[Data supplied]
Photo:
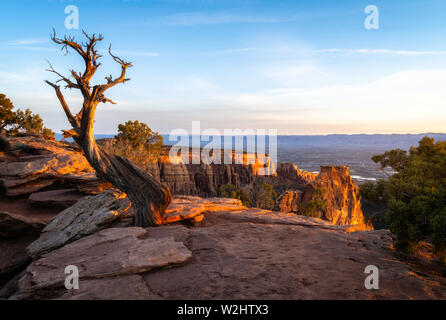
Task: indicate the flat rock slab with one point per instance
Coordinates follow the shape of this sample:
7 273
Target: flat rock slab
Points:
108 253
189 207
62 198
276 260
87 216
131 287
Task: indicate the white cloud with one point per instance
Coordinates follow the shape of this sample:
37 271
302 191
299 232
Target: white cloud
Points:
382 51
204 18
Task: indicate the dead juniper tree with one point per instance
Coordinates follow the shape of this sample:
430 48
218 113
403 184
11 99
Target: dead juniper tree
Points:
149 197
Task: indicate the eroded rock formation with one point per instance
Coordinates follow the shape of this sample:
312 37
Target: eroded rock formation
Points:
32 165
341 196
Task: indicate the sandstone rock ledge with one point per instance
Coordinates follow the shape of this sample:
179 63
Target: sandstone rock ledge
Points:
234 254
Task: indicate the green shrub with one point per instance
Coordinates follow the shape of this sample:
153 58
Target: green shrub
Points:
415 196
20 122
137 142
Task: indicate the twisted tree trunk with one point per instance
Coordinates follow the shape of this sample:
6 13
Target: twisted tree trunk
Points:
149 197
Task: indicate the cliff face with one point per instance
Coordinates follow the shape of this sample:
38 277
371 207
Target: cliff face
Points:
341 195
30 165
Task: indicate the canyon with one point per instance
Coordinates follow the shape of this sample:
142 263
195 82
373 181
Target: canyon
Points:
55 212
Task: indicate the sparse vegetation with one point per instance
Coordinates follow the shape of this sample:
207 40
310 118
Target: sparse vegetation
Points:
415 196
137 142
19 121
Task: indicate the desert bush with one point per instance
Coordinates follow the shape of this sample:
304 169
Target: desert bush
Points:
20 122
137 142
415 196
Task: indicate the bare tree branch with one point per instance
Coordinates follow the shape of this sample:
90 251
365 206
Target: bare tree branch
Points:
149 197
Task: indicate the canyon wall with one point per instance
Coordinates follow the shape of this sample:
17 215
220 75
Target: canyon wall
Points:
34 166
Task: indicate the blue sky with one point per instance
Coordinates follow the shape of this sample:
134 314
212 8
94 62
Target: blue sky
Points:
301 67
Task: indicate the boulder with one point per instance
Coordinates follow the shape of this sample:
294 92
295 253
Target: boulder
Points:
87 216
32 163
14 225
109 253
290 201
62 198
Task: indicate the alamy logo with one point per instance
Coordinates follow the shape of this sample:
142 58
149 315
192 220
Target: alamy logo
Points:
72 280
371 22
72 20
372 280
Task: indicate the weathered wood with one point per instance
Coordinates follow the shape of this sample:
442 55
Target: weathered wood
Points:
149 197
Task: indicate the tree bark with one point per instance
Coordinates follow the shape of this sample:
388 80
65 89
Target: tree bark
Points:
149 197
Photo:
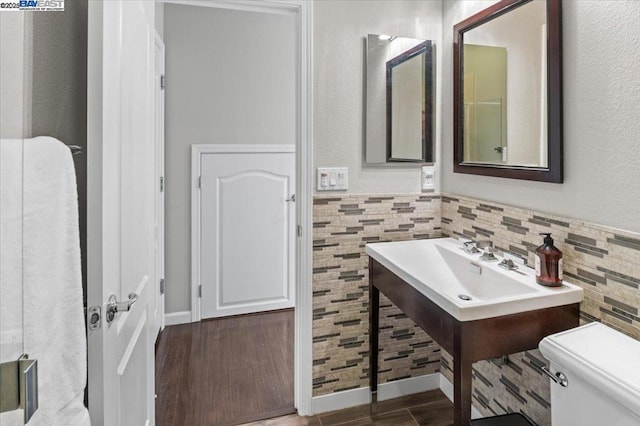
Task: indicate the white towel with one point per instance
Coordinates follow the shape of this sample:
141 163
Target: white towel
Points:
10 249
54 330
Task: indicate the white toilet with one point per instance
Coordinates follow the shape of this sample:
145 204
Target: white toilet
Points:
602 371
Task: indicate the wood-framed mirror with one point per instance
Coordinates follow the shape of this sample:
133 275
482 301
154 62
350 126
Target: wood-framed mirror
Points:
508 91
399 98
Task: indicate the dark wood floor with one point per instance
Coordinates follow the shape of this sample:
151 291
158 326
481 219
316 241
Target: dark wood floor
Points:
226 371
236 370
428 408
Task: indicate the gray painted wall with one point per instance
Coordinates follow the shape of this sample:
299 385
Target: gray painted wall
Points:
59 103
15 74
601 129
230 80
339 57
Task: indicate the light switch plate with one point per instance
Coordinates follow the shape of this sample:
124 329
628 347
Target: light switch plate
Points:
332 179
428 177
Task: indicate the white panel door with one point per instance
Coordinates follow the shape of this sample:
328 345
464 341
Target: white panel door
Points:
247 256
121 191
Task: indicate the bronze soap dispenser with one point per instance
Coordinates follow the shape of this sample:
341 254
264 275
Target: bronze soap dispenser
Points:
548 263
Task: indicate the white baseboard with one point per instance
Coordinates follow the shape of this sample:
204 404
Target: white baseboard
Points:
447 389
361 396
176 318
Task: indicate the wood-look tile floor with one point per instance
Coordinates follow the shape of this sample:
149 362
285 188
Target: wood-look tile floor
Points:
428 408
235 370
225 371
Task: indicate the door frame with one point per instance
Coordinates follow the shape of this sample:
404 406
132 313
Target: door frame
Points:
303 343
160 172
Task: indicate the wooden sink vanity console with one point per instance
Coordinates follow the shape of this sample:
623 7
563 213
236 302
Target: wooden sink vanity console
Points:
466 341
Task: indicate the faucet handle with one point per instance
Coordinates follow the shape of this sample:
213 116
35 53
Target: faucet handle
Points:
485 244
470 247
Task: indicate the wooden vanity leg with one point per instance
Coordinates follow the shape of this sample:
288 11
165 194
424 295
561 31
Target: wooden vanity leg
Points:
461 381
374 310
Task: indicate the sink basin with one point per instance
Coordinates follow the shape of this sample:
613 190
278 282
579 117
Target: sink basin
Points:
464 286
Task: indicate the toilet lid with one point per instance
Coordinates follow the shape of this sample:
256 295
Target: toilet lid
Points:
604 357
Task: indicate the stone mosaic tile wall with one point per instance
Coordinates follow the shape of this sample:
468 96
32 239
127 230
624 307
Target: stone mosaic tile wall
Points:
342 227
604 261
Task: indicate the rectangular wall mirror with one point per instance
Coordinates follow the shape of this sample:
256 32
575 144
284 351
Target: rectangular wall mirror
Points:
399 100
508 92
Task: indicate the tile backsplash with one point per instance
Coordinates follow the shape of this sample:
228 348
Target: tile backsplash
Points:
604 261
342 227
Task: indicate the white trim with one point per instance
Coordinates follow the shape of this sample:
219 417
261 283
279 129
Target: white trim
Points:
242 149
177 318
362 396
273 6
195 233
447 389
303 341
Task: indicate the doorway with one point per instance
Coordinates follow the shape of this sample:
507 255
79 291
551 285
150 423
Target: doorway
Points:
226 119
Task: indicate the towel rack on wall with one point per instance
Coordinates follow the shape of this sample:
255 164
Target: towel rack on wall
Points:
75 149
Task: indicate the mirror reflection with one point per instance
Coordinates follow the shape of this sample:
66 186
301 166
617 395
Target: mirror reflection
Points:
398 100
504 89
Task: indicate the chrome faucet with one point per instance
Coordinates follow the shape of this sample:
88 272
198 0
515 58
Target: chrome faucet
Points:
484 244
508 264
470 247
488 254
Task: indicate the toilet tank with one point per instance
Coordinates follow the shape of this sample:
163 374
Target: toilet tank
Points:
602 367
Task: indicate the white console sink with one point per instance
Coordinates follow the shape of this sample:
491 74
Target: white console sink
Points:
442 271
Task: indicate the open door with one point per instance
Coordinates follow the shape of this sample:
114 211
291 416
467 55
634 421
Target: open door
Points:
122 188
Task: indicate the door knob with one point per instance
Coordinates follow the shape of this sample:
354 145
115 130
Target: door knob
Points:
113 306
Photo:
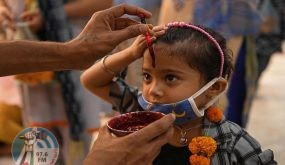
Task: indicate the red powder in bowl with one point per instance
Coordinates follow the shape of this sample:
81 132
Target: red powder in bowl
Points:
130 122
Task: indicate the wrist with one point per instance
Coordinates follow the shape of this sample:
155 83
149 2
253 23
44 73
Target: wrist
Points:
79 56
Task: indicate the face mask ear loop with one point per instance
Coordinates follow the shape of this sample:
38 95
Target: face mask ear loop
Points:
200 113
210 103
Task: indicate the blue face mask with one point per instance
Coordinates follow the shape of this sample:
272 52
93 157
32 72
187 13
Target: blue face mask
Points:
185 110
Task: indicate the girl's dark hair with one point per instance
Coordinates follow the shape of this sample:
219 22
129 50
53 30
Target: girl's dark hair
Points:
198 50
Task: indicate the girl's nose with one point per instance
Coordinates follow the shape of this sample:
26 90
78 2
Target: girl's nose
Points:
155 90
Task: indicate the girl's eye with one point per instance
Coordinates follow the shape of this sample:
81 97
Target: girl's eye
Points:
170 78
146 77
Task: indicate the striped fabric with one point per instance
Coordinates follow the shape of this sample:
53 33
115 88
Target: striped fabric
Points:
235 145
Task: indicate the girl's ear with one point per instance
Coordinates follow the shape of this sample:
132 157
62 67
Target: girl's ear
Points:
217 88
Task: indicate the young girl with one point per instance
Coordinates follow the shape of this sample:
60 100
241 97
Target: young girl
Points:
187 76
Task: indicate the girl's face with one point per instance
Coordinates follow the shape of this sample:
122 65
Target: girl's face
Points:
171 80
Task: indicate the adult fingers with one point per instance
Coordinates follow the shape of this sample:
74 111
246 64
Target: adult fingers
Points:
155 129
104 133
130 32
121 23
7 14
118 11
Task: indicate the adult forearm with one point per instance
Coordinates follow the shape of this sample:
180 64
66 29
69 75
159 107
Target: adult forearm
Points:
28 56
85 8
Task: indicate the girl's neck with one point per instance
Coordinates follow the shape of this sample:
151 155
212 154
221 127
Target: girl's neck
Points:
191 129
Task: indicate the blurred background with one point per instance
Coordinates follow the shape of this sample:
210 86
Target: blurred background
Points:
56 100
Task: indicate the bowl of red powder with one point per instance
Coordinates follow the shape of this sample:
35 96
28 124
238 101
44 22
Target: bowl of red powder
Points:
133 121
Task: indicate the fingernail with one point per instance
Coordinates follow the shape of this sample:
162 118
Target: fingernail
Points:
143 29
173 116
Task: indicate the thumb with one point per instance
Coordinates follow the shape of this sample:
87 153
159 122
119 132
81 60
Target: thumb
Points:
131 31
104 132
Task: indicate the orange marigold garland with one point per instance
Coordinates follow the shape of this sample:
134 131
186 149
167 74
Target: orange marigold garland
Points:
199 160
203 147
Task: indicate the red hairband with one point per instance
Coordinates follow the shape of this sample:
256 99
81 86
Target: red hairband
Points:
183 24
[/Data supplied]
[Data supplied]
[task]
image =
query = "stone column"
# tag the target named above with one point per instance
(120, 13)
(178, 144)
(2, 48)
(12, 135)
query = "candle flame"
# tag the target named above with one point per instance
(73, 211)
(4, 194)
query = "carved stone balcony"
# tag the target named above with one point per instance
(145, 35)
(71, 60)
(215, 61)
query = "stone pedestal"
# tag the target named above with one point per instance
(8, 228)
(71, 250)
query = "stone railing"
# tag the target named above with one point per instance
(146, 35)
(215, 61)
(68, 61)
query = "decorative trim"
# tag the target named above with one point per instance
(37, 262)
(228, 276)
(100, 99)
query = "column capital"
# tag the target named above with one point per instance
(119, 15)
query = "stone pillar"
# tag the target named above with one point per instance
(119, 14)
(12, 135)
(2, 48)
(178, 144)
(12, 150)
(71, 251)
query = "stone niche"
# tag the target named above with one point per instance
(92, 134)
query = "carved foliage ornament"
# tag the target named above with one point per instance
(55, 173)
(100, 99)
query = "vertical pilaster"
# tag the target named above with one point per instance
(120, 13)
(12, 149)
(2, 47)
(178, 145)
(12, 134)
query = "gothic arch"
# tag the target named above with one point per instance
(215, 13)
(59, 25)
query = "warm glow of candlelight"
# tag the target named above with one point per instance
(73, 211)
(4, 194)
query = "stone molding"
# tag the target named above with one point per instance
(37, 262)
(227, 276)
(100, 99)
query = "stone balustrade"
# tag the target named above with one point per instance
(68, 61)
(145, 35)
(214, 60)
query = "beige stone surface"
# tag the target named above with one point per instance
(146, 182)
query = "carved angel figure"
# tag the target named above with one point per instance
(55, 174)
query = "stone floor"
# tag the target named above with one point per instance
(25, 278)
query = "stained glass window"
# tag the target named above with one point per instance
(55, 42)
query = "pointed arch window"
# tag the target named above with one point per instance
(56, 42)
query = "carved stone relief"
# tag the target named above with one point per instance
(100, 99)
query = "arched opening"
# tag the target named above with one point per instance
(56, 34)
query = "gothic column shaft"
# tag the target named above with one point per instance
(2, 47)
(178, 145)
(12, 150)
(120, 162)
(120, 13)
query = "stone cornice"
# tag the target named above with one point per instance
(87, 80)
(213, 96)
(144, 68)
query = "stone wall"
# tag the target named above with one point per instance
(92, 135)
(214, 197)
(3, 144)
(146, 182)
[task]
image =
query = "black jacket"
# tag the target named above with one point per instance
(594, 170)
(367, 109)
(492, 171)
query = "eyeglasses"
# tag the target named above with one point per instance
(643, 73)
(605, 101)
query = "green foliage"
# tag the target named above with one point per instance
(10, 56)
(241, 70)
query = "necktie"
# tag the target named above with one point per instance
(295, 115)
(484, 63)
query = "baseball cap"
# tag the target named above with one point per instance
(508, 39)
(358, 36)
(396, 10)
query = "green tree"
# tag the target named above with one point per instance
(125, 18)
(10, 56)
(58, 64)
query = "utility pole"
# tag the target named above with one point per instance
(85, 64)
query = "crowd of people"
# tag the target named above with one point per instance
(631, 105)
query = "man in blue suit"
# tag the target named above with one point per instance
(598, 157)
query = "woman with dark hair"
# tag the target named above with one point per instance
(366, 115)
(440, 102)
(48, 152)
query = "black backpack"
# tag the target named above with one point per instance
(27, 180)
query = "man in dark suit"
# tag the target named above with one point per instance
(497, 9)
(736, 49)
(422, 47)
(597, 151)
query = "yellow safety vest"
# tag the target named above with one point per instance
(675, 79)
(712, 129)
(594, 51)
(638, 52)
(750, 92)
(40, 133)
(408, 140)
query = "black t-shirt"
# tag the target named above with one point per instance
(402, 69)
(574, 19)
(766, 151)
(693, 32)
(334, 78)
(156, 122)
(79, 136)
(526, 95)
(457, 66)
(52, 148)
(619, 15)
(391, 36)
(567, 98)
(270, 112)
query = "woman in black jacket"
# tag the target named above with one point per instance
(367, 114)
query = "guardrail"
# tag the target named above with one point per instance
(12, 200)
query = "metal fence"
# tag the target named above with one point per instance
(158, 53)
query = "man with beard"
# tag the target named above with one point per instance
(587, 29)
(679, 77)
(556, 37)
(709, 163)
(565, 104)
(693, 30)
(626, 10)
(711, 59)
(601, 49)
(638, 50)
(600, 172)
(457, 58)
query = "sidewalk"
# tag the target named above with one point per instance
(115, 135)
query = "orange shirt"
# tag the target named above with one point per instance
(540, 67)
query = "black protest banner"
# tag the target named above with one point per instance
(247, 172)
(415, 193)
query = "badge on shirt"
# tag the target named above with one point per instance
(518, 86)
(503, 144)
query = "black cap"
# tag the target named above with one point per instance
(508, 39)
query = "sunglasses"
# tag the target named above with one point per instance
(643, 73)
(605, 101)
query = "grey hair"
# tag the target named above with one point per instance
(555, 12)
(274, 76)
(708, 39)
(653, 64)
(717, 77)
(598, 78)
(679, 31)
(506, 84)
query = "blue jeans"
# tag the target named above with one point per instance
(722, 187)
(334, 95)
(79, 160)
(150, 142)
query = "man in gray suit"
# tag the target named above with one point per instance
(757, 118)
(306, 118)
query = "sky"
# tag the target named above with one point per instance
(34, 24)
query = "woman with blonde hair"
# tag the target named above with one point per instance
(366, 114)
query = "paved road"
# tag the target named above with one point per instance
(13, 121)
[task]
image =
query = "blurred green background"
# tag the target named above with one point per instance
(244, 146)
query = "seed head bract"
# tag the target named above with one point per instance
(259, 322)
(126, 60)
[/Data supplied]
- **About this exercise**: Copy out each line in the preceding records that contains "painted".

- **Task output**:
Task: indicate the gray painted wall with one point per instance
Target: gray painted wall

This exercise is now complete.